* **PROBLEM**
Pick out and copy every line of the data that contains the word "feather". Case counts.

* **EXTRACTED RECORDS**
* * * *

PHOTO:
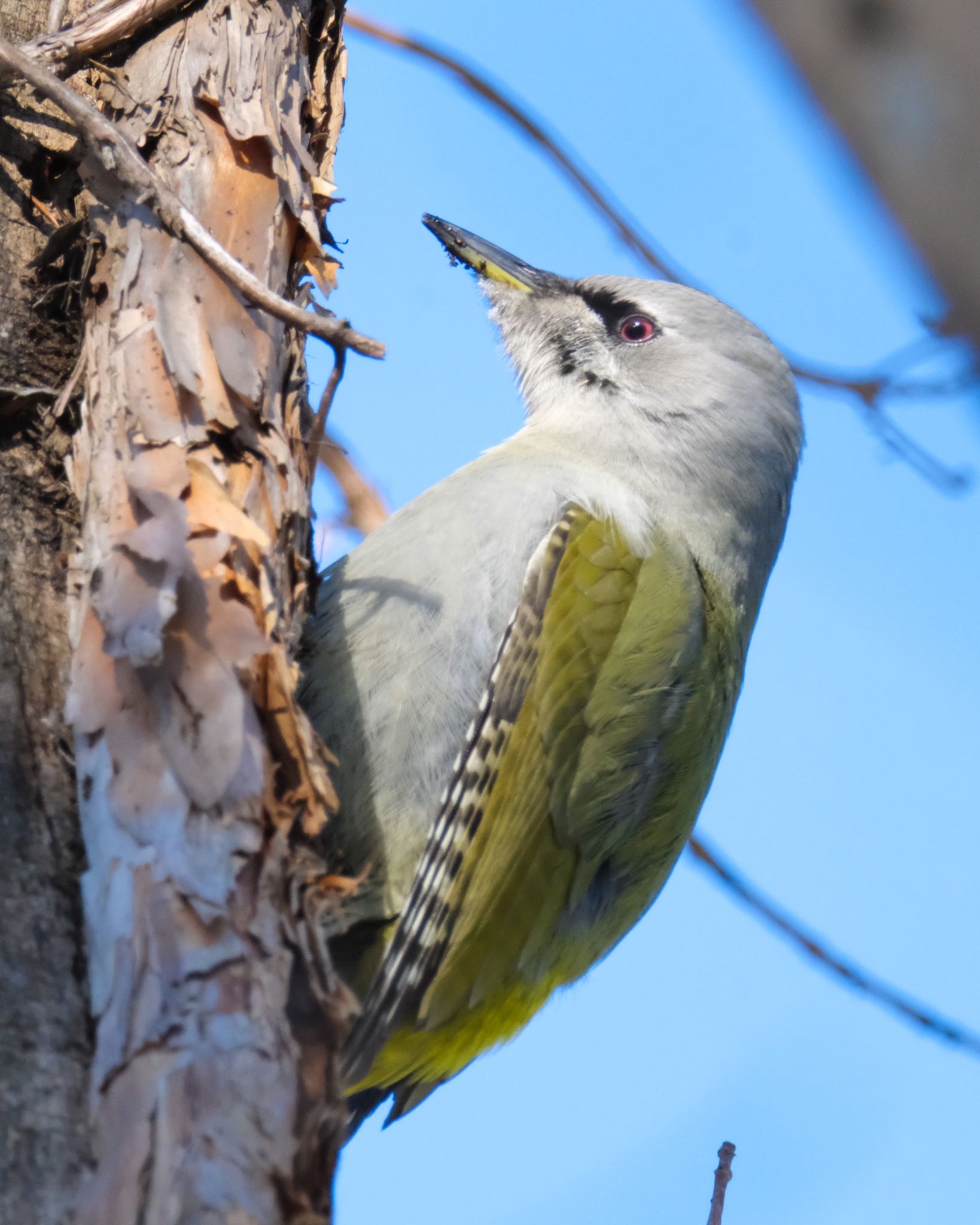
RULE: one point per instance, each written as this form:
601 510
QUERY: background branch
121 159
845 971
868 389
722 1179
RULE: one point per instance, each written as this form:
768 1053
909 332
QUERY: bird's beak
489 261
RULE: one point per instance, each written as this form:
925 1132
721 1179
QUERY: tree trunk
43 995
216 1014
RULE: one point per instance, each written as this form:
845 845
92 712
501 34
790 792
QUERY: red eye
637 328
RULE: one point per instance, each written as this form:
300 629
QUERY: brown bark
44 1031
214 1090
900 80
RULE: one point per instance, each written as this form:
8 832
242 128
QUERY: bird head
659 373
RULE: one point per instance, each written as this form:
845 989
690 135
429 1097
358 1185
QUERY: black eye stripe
611 310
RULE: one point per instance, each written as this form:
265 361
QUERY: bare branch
722 1179
868 389
549 142
809 943
320 423
366 507
101 28
120 157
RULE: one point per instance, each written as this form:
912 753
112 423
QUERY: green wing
577 787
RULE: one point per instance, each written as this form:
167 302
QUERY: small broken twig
366 507
722 1179
120 157
101 28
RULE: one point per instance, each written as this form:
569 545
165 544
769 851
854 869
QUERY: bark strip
214 1090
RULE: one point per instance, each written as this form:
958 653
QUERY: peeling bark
214 1088
44 1033
201 788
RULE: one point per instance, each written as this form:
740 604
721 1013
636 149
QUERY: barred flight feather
425 927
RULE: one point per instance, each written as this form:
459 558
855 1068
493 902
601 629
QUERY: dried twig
120 157
534 130
366 507
809 943
101 28
320 420
868 389
722 1179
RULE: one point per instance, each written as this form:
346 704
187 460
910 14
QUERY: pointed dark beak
489 261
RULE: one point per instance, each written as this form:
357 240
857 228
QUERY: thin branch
121 159
722 1179
101 28
868 389
57 15
366 507
320 422
809 943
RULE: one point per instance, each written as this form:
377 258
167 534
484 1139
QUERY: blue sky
849 785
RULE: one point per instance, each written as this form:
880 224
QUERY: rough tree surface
44 1029
212 1086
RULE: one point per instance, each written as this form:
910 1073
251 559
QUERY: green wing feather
577 788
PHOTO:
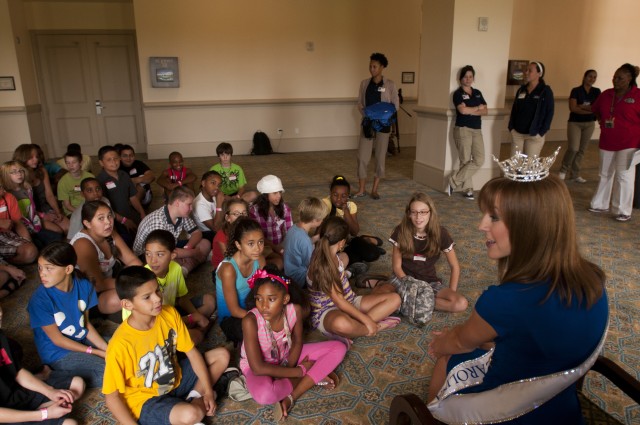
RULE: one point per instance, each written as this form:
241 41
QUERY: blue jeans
87 366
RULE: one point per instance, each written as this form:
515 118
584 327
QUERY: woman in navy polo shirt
531 113
470 106
581 124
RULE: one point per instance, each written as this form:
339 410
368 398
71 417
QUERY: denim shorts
156 410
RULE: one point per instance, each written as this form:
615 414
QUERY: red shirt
9 209
625 112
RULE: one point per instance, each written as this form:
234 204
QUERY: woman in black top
581 124
531 113
470 106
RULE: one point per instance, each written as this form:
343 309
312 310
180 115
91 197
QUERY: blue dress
537 338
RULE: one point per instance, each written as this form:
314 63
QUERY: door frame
46 123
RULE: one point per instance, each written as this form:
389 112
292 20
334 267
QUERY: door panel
76 72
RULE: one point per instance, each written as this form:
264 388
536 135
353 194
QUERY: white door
91 91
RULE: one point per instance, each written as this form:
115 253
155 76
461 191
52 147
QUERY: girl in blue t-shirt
59 314
242 258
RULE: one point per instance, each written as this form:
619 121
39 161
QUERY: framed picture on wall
164 72
515 73
408 77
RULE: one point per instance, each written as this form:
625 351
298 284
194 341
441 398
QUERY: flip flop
389 322
378 240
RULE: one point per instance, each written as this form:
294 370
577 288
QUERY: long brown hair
406 230
542 233
322 268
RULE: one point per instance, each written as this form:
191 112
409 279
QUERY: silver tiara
523 168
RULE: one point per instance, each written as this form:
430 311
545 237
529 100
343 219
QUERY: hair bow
262 274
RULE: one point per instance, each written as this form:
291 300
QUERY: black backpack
261 144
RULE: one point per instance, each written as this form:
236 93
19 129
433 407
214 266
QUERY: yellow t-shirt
172 286
143 364
353 208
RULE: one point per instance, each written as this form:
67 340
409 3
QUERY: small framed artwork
7 83
164 72
408 77
515 73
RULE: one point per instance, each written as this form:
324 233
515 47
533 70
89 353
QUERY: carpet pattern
396 361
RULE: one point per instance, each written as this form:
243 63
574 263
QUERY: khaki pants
470 146
526 144
364 154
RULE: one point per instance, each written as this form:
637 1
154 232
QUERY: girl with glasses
417 243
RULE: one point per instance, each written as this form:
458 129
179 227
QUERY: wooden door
91 91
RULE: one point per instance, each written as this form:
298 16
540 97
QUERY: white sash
503 403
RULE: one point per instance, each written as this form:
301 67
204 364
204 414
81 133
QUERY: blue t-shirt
297 255
242 287
49 306
537 338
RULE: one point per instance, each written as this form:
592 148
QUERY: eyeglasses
422 213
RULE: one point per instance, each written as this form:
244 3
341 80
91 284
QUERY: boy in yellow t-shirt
159 253
143 380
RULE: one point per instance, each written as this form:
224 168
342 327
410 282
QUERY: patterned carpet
396 361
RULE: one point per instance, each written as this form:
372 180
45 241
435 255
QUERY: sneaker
357 268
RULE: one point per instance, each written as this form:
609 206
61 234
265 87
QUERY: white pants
616 182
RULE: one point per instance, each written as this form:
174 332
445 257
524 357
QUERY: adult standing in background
531 113
580 126
374 90
467 133
618 112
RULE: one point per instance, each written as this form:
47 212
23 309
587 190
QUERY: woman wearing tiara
618 112
547 315
531 113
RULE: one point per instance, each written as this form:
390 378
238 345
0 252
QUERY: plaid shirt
160 219
274 227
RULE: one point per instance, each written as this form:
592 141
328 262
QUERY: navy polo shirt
472 100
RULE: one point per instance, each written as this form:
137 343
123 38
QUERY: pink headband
261 274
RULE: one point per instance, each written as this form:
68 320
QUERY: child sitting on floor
144 381
59 314
417 243
336 311
233 178
278 367
25 398
159 252
298 245
176 175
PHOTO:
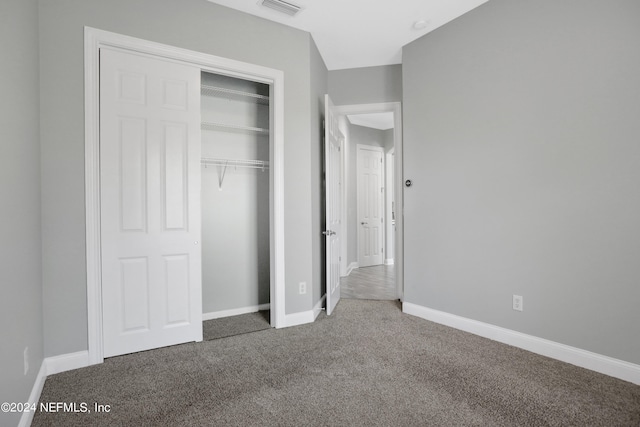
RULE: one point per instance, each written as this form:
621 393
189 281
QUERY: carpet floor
235 325
368 364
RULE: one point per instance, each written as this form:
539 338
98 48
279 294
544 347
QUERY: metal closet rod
253 164
218 126
218 91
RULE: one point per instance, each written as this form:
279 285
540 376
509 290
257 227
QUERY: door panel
333 182
370 206
150 203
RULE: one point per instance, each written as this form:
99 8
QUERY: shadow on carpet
235 325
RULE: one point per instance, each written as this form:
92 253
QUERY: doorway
372 128
95 40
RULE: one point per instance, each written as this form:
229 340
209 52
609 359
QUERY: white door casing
150 202
370 195
333 196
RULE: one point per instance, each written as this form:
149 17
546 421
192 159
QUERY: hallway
377 282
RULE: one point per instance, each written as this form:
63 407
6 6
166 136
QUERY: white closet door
333 179
150 202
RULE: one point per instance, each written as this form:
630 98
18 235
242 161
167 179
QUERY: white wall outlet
518 303
26 360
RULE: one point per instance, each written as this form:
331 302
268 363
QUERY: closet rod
217 91
215 126
253 164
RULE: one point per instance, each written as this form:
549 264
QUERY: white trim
94 40
359 149
596 362
396 108
66 362
317 309
300 318
235 311
351 267
34 397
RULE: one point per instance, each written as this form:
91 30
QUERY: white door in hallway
333 142
150 202
370 195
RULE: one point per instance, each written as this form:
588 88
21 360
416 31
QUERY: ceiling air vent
282 6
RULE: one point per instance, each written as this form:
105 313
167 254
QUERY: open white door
370 206
150 202
333 180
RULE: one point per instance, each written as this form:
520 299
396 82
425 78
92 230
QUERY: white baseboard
235 311
67 362
34 397
352 267
585 359
300 318
50 366
318 307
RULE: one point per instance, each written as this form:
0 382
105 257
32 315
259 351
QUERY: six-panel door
150 202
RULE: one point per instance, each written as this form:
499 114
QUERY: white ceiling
361 33
382 121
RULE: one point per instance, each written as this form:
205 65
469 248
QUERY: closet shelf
208 90
218 126
241 163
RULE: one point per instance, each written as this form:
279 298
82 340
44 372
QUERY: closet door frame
95 39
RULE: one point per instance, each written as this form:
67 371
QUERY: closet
234 195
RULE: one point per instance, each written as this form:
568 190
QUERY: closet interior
235 194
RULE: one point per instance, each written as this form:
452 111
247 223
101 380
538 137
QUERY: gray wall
366 85
21 282
198 25
235 202
521 136
319 87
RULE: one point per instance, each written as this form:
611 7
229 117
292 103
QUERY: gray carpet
367 364
235 325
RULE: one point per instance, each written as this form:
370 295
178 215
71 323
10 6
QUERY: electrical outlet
518 303
26 360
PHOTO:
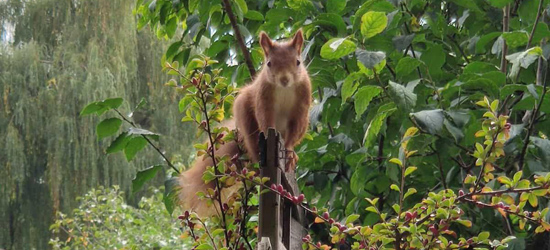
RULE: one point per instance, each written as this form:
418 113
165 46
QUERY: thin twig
532 34
537 19
213 156
149 141
239 37
533 117
505 28
488 153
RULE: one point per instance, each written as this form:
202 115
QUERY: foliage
104 220
433 134
63 55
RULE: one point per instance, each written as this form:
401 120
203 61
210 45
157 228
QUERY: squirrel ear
298 40
265 42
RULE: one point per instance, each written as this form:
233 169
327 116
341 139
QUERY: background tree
56 56
382 67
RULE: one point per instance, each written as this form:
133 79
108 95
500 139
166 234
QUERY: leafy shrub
423 134
104 221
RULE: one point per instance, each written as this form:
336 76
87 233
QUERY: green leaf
108 127
409 192
119 143
242 5
479 68
352 218
516 38
523 59
102 106
469 4
254 15
543 148
394 187
404 97
171 188
357 181
499 3
430 121
143 176
350 86
171 27
434 57
336 6
396 207
376 124
133 146
484 40
410 170
406 65
363 97
370 58
466 223
172 50
483 236
396 161
336 48
373 23
140 131
300 5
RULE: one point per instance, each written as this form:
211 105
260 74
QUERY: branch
149 141
478 180
238 36
479 203
533 117
505 191
505 28
539 12
537 19
213 156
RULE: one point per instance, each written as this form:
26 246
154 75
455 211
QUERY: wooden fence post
269 218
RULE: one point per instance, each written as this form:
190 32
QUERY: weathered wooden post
281 221
269 201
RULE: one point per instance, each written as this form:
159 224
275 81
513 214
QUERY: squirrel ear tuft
298 41
265 42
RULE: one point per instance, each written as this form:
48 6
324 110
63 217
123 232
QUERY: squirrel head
283 63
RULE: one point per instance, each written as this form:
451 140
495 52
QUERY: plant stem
213 156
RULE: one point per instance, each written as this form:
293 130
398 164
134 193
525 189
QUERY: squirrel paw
291 160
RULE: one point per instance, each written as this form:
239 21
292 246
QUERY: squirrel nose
284 80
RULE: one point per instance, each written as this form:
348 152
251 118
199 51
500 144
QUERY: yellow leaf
319 220
480 133
396 161
533 200
411 153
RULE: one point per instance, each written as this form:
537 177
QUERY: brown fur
279 97
267 102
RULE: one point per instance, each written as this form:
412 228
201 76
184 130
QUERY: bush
104 221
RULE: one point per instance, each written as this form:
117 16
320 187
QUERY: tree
430 127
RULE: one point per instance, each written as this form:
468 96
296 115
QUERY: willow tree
62 55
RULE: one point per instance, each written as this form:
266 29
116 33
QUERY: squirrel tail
191 182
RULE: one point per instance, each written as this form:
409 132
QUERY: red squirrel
279 97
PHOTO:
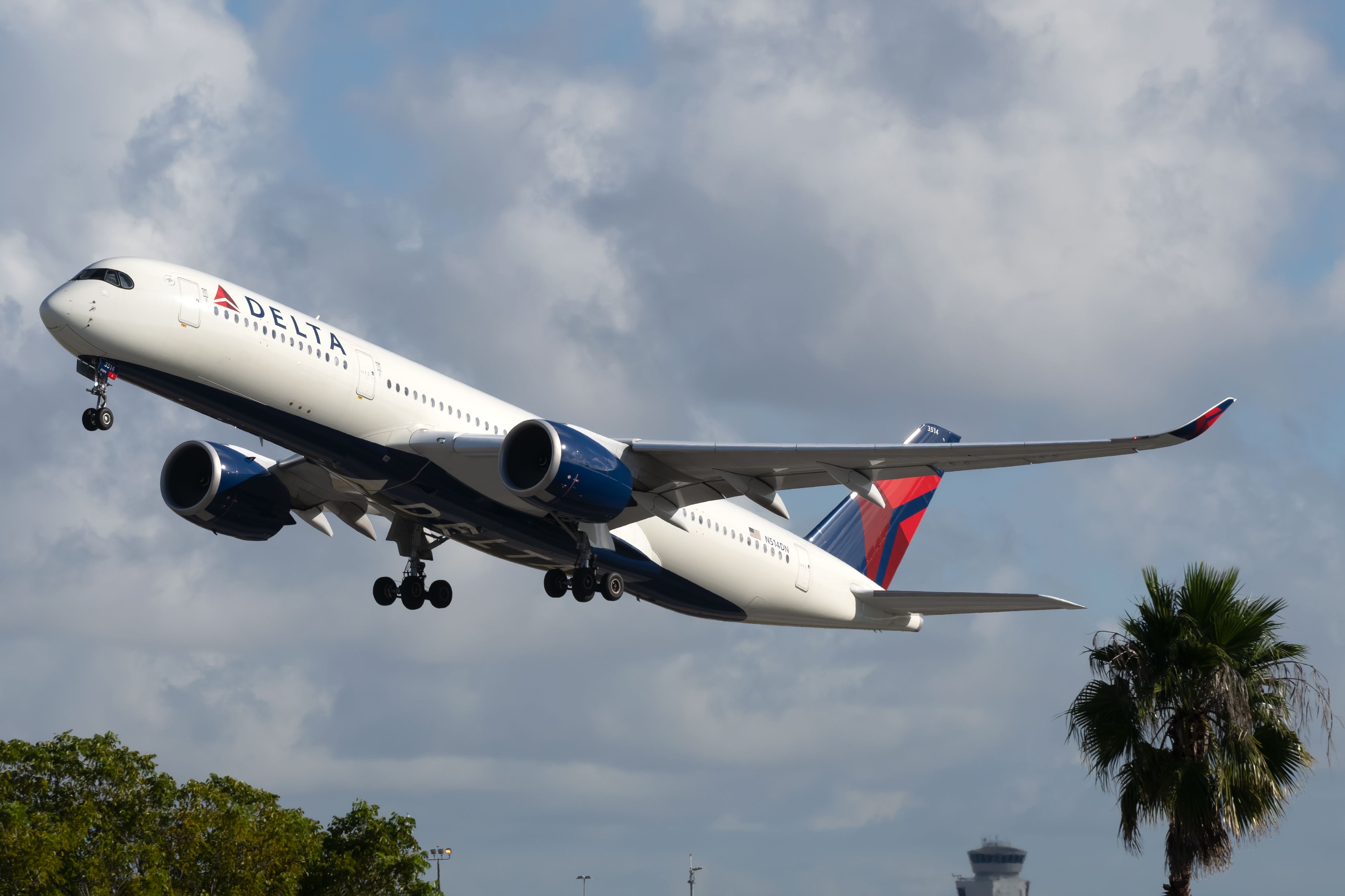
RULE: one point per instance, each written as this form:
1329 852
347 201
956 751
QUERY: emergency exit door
366 387
189 303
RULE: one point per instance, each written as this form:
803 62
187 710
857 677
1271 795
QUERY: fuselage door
189 304
801 557
366 387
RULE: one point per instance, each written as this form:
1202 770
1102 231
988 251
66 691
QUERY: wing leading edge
696 472
937 604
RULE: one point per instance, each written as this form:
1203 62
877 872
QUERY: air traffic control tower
995 870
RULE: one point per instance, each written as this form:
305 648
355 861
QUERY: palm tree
1194 719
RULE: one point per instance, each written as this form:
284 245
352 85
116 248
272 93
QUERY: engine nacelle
559 468
222 489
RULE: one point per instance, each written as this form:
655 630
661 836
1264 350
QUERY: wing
691 472
938 604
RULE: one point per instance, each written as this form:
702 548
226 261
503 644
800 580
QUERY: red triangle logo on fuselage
222 299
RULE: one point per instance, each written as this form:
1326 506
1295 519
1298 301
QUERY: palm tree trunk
1179 880
1180 860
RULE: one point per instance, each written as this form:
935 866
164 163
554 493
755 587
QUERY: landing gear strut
418 549
100 416
584 584
585 581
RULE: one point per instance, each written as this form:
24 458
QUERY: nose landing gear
100 416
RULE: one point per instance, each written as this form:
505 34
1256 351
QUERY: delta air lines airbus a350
377 435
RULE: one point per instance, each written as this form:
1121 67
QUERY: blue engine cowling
564 471
222 489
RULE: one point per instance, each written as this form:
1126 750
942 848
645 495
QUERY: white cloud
860 808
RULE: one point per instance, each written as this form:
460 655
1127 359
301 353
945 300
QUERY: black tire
385 592
584 584
555 584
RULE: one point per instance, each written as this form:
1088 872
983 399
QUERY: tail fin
873 539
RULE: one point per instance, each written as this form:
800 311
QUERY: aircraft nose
56 310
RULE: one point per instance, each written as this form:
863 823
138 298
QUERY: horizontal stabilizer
934 604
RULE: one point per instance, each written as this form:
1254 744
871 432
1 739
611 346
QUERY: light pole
439 855
691 880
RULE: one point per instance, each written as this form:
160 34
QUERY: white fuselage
177 322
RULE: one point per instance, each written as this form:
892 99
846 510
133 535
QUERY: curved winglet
1203 422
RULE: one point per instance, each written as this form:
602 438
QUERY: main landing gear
100 416
413 592
584 585
412 543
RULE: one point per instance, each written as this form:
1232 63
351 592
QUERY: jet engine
559 468
226 491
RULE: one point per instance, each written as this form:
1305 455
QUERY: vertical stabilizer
873 539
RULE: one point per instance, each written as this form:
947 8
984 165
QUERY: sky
692 220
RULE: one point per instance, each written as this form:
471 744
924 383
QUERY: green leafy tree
1194 719
366 855
81 815
229 839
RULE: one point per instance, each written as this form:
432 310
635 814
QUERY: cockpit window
107 275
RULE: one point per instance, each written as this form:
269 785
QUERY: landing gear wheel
584 584
413 592
385 592
555 584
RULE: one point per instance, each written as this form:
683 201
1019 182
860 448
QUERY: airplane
376 435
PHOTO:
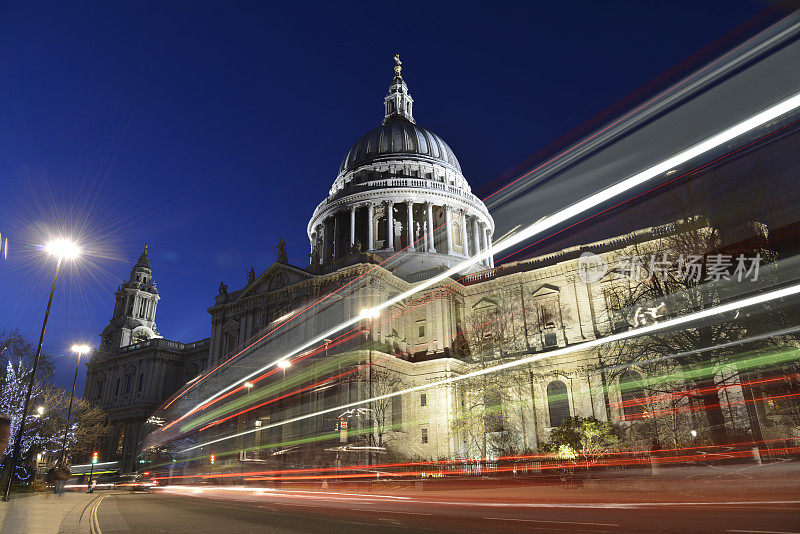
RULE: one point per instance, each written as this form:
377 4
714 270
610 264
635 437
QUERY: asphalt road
278 512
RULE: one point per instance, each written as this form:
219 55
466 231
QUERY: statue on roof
281 248
399 65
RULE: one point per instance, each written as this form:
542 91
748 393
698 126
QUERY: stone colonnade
376 227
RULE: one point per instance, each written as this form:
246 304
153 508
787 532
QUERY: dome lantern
398 103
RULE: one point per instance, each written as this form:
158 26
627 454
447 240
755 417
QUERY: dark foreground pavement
217 511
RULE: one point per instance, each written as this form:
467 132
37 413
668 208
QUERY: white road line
94 524
557 522
605 505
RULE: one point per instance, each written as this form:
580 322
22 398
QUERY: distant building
135 369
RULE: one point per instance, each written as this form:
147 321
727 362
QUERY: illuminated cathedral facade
399 211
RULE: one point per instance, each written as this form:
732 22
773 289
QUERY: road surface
245 510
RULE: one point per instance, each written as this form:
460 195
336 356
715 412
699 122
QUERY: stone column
389 225
319 242
335 235
323 253
352 226
482 239
464 240
490 259
410 223
448 230
476 240
370 217
431 241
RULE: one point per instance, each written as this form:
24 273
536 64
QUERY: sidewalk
44 513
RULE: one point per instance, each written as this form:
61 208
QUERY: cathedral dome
400 189
399 137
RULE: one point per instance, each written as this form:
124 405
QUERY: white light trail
665 325
582 206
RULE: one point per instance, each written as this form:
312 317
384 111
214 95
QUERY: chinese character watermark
690 268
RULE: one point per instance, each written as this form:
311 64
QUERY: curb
71 524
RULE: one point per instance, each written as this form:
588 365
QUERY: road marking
557 522
94 524
604 505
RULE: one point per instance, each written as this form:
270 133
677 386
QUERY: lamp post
61 249
80 350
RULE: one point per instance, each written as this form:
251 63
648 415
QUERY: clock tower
134 319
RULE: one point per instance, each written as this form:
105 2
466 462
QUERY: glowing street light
80 350
62 249
370 313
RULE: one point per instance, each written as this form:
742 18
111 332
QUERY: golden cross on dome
398 67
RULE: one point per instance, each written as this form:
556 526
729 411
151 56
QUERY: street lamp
80 350
284 364
62 249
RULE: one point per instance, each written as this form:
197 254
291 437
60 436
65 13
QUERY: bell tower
134 318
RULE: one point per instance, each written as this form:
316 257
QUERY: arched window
557 402
634 403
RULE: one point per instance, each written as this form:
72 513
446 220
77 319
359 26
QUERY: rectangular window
550 339
397 412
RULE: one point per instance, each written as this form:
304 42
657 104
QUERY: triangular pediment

* * * *

* **TASK ANSWER**
QUERY: barred flight feather
QUERY: green wing feather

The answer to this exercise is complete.